**TAREAS DEL EJERCICIO:**
1) Copia de nuevo el pasaje del fragmento seleccionado entre "Las imágenes con" y "relación de ambos.", ambos incluidos, y cambia "formato" por "soporte".
2) Según el fragmento seleccionado, ¿con qué coincide el test de embarazo de Virginia?

Las imágenes con textura próxima al Super-8 tienen la cualidad de un diario filmado, que recoge la experiencia íntima de dos personas encerradas sobre sí mismas. El test de embarazo de Virginia coincide con la desaparición de ese formato propio de los vídeos del pasado, como si la llegada de la paternidad impusiera también otro formato, una nueva forma de mirar el mundo. Este cambio visual encaja con la pretensión de mostrar la experiencia de maternidad en toda su crudeza: aunque el realizador mira las cosas desde una ternura infinita, no hay una romantización del proceso y los miedos están también puestos en juego, no ya por todas las dolorosas transformaciones físicas que implica el dar a luz, sino también porque se muestra cómo la vida da un vuelco a la relación de ambos.

(Elementos guardados del conjunto de datos)
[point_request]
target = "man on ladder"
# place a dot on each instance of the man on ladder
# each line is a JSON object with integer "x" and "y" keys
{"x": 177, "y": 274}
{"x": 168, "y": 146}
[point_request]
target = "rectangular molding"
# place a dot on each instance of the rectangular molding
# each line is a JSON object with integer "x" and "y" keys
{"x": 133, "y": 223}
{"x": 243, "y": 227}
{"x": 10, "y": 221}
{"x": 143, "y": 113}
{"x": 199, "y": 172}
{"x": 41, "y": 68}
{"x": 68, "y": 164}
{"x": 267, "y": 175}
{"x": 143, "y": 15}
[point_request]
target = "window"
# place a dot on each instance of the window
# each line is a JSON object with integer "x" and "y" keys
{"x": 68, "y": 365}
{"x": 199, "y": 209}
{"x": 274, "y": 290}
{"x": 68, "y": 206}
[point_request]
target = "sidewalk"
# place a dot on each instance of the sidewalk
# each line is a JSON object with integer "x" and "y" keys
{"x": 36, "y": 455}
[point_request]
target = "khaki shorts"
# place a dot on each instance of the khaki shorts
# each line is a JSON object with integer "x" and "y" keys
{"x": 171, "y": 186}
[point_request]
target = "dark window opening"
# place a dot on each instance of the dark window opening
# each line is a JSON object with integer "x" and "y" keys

**RESULTADOS DE TAREAS:**
1)
Las imágenes con textura próxima al Super-8 tienen la cualidad de un diario filmado, que recoge la experiencia íntima de dos personas encerradas sobre sí mismas. El test de embarazo de Virginia coincide con la desaparición de ese soporte propio de los vídeos del pasado, como si la llegada de la paternidad impusiera también otro soporte, una nueva forma de mirar el mundo. Este cambio visual encaja con la pretensión de mostrar la experiencia de maternidad en toda su crudeza: aunque el realizador mira las cosas desde una ternura infinita, no hay una romantización del proceso y los miedos están también puestos en juego, no ya por todas las dolorosas transformaciones físicas que implica el dar a luz, sino también porque se muestra cómo la vida da un vuelco a la relación de ambos.

2) Con la desaparición del formato propio de los vídeos del pasado.